# REQUEST A
Rewrite everything from the start of the entries down to the line with "column 245, row 212", replacing "village house" with "cottage" and changing nothing else. Leave out the pictures.

# TEXT TO READ

Our solution includes cumulative integration of Spatial Perception and Haptic Stimulus, just as the Title suggests. For the same reason, bicycles alerts have to be made in real time, from Object Detection and Depth Perception to Haptic Stimulus with low latency. So, I chose a device called the OAK-D abbreviated term for OpenCV AI Kit with Depth(Thanks to Brandon Gilles for sending this over :)), and thanks to the Neosensory Team for sending the Neosensory Buzz over for receiving real time haptics about the Spatial position of the object behind the cycle.

1)TheOpenCV Spatial AI Kit OAK-D

source - luxonis.com

OAK-D is a device to inference Monocular Neural Inference fused with stereo depth and Staereo Neural Inference.

DepthAI is the embedded spatial AI platform built around Myriad X - a complete ecosystem of custom hardware, firmware, software, and AI training. It combines neural inference, depth vision, and feature tracking into an easy-to-use, works-in-30-seconds solution.

DepthAI offloads AI, depth vision and more - processed direct from built-in cameras - freeing your host to process application-specific data.

DepthAI gives you power of AI, depth, and tracking in a single device with a simple, easy-to-use API, written in Python and C++.

Best of all, it is modular (System on Module) and built on MIT-licensed open source hardware, affording adding these Spatial AI/CV super powers to real commercial products.

2) Neosensory Buzz:

Source - Neosensory.com

Buzz is intended for “deaf and hard-of-hearing individuals, musicians, app developers, and others who want to create unique sensory experiences.”

”When we become fluent in a language, learn to ride a bike, or refine our golf swing, we form associations with patterns of information from our physical world. Buzz is a wearable device that captures sound and translates it into vibrational patterns on the skin. With practice, these associations become automatic and a new sense is born. You’ll experience the difference on the first day you wear it. And it only gets better from there.”

# REQUEST B
According to the bicycle haptics write-up, what does OAK-D stand for?

# RECORD LIST
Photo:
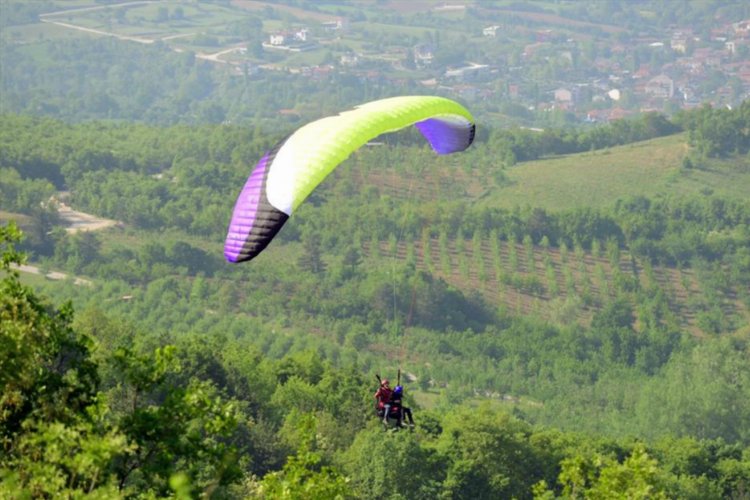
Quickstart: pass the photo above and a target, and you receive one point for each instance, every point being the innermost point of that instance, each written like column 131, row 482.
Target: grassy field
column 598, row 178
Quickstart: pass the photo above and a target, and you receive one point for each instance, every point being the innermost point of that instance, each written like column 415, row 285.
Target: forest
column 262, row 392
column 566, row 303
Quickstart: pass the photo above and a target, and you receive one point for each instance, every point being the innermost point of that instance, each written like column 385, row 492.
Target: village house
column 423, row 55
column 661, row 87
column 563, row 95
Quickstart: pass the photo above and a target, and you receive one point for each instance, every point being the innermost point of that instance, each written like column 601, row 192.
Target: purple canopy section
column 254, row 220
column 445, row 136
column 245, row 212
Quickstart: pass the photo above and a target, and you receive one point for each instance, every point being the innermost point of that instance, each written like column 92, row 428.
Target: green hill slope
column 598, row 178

# RIGHT ANSWER A
Photo:
Quickstart: pass the photo above and a target, and you receive one point for each instance, every point being the innermost point of that instance, each written like column 131, row 482.
Target: grassy field
column 598, row 178
Quickstart: pass the photo above and a target, and you receive one point for each instance, every point being the innermost point of that instance, each written like column 415, row 285.
Target: forest
column 262, row 392
column 566, row 303
Quickstart: pass the photo above and a target, and you receive one point for each instance, every point being the innermost point of that instance, each written like column 385, row 492.
Target: cottage
column 423, row 55
column 661, row 87
column 563, row 95
Quickstart: pass the photo above and a target, and you receive one point for each instance, every point being the innermost point of that instance, each written like column 601, row 192.
Target: purple canopy section
column 254, row 220
column 445, row 136
column 245, row 212

# RIGHT ANSWER B
OpenCV AI Kit with Depth.